(begin)

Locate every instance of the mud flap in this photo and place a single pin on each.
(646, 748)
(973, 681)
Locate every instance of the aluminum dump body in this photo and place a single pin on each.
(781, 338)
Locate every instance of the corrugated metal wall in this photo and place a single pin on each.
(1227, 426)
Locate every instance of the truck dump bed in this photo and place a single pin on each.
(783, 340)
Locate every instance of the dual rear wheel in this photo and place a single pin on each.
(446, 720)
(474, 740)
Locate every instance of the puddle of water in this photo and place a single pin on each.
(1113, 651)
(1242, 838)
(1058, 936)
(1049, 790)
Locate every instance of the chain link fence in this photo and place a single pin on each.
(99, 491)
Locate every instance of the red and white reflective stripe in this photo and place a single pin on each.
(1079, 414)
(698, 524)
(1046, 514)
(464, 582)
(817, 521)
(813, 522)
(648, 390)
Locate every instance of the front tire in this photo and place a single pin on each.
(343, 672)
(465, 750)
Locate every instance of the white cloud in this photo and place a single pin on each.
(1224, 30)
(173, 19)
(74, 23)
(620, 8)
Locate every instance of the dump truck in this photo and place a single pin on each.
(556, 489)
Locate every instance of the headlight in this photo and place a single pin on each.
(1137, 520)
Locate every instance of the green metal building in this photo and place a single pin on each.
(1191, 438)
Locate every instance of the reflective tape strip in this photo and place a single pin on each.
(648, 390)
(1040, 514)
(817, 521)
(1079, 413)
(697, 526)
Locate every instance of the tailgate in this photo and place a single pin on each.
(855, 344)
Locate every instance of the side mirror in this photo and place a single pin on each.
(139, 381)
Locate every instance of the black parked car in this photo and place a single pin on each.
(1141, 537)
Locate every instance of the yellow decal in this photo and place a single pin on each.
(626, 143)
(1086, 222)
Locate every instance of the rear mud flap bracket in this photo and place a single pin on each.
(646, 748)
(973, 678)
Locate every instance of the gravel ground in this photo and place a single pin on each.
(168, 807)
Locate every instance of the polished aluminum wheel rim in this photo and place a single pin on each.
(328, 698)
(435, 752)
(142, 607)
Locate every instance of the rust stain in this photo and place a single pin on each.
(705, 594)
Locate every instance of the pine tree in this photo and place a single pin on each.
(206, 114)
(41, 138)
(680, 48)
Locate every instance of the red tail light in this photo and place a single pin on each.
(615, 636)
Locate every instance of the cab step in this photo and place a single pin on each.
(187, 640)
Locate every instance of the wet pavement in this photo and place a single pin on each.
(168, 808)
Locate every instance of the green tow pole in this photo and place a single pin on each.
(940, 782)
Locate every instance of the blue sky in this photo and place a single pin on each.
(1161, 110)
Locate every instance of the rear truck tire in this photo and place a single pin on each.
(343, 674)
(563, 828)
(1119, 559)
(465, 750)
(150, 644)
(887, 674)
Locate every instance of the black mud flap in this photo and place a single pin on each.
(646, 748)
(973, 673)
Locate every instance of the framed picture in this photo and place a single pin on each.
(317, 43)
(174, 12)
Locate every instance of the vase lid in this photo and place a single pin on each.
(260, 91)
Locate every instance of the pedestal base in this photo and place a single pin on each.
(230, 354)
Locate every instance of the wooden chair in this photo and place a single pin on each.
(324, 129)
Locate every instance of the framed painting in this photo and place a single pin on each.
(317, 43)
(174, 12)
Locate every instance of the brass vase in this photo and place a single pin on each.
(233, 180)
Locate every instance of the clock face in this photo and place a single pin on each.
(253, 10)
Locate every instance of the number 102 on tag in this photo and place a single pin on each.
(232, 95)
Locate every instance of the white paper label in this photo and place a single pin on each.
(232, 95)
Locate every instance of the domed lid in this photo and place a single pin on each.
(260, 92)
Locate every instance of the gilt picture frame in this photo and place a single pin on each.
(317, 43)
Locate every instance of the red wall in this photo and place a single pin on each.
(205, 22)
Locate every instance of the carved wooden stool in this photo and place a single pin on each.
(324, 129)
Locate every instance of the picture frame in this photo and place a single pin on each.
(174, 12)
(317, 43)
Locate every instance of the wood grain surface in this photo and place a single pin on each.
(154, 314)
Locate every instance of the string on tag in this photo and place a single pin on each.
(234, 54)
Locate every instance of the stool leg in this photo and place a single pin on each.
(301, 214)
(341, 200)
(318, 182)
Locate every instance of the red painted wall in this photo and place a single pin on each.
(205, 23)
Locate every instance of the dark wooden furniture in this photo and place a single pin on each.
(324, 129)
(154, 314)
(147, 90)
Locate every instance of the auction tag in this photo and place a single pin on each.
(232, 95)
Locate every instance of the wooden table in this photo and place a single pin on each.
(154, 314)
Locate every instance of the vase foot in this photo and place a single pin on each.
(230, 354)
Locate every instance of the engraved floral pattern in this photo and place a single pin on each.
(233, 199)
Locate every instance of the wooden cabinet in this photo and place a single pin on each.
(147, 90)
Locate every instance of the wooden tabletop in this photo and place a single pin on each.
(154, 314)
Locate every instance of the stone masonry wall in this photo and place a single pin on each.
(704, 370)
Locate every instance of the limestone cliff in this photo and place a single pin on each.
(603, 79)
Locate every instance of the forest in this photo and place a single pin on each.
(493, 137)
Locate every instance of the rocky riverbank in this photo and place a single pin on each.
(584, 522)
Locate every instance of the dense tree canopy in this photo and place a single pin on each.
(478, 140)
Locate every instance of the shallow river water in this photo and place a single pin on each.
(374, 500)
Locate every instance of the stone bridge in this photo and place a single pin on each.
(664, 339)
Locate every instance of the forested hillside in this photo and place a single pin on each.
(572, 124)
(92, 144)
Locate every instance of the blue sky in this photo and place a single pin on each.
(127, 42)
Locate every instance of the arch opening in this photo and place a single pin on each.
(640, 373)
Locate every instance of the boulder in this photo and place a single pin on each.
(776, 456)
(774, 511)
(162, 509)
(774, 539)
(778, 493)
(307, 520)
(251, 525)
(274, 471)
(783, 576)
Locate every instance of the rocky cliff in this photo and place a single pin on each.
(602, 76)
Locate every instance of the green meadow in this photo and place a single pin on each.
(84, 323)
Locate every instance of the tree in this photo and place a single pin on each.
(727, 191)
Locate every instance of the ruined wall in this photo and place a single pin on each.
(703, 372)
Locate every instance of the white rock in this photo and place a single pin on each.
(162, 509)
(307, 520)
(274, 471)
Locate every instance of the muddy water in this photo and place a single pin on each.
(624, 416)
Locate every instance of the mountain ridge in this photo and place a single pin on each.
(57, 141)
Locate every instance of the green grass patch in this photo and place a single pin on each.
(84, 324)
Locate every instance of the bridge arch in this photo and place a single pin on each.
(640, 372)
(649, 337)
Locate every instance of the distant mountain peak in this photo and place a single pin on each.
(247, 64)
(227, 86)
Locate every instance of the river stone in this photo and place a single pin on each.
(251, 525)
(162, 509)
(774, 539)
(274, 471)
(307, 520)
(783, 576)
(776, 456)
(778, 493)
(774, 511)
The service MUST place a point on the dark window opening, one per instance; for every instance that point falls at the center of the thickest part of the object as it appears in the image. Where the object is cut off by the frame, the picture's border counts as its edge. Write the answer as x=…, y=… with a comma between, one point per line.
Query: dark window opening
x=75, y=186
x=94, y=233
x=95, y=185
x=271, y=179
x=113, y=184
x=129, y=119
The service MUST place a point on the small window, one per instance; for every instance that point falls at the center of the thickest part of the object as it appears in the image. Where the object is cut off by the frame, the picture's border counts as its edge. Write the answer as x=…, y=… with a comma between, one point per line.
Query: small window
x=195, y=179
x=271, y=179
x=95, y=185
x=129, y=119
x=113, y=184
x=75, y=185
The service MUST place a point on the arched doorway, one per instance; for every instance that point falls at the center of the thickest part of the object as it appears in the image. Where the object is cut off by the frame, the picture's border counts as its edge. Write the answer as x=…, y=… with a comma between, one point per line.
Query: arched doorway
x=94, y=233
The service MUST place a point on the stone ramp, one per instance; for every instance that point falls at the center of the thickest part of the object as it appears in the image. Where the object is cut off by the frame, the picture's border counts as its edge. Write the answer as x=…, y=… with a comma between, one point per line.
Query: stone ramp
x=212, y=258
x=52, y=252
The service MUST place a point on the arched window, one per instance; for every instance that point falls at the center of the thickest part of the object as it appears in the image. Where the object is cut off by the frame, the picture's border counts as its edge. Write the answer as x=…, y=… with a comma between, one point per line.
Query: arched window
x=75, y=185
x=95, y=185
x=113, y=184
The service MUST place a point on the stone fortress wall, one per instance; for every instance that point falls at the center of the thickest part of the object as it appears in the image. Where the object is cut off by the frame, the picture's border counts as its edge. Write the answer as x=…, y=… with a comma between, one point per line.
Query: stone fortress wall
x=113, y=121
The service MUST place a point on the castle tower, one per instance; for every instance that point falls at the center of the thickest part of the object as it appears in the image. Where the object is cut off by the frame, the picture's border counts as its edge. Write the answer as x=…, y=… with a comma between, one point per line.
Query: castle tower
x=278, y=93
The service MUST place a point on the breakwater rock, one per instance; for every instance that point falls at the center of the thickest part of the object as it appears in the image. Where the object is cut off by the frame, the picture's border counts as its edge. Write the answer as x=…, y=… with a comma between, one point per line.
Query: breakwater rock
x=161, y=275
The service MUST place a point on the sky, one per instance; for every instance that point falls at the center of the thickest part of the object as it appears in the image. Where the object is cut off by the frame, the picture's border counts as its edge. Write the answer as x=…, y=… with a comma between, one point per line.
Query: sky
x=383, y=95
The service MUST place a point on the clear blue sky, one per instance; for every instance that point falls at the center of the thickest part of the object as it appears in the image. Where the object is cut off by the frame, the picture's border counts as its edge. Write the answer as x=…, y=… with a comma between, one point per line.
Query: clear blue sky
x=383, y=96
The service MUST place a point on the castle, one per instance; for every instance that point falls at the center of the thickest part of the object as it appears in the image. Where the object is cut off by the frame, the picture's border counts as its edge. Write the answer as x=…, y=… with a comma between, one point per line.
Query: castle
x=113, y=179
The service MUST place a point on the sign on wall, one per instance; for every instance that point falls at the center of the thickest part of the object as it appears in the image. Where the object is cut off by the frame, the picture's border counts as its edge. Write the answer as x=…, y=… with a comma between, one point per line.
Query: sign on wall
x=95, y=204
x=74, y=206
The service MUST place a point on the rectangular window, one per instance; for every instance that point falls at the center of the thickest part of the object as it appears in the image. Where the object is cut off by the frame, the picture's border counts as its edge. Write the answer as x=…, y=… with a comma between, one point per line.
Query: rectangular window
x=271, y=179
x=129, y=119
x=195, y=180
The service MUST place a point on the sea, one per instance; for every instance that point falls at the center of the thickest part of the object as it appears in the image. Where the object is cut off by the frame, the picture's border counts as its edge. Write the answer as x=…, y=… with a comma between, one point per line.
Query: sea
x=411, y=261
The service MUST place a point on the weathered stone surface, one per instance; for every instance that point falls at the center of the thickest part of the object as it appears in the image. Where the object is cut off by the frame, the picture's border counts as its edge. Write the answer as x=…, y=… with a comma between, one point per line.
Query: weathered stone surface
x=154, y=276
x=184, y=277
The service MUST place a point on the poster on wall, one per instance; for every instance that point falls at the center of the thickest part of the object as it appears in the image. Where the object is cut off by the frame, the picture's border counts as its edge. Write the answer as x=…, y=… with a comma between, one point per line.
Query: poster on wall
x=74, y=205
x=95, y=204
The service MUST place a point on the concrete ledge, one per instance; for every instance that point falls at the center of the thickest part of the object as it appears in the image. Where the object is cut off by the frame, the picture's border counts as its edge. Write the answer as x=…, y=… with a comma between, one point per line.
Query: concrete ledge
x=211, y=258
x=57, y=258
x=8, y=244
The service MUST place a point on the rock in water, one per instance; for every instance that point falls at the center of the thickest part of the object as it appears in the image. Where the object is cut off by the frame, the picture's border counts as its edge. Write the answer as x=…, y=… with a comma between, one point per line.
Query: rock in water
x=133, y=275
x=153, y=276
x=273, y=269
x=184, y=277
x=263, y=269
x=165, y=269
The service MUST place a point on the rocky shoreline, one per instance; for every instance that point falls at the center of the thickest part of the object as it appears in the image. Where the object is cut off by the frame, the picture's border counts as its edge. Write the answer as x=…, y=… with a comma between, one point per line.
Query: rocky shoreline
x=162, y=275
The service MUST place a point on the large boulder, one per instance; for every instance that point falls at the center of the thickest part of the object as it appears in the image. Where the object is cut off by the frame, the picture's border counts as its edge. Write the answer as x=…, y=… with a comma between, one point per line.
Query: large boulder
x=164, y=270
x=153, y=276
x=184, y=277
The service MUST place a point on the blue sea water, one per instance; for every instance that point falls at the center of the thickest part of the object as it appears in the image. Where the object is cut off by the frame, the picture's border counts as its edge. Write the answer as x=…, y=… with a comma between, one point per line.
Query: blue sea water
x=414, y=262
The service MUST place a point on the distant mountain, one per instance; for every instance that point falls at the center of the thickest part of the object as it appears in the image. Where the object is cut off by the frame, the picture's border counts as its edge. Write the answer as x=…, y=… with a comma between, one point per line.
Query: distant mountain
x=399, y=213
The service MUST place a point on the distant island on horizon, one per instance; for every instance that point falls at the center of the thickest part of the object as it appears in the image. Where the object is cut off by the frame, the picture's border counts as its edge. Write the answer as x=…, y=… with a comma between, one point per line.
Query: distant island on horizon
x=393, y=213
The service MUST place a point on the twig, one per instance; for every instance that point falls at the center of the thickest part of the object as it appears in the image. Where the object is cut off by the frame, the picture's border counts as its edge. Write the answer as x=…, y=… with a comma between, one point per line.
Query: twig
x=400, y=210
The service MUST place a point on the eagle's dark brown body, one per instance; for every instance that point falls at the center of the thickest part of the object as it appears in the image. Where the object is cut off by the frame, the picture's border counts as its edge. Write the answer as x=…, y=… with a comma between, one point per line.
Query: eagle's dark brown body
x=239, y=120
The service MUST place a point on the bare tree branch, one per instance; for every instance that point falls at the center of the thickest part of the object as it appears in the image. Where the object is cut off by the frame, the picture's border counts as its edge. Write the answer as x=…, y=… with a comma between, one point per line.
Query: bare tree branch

(end)

Given problem - Reproduce the entries word for word, from the first one through the line that contains "(1227, 426)", with both ends included.

Task response -
Locate every instance of the mud flap in this photo and place a single pin on each.
(646, 748)
(973, 681)
Locate every instance of the aluminum dump body in this photo and place a single pin on each.
(781, 338)
Locate every instance of the corrugated metal wall in this photo and place a single pin on each.
(1227, 426)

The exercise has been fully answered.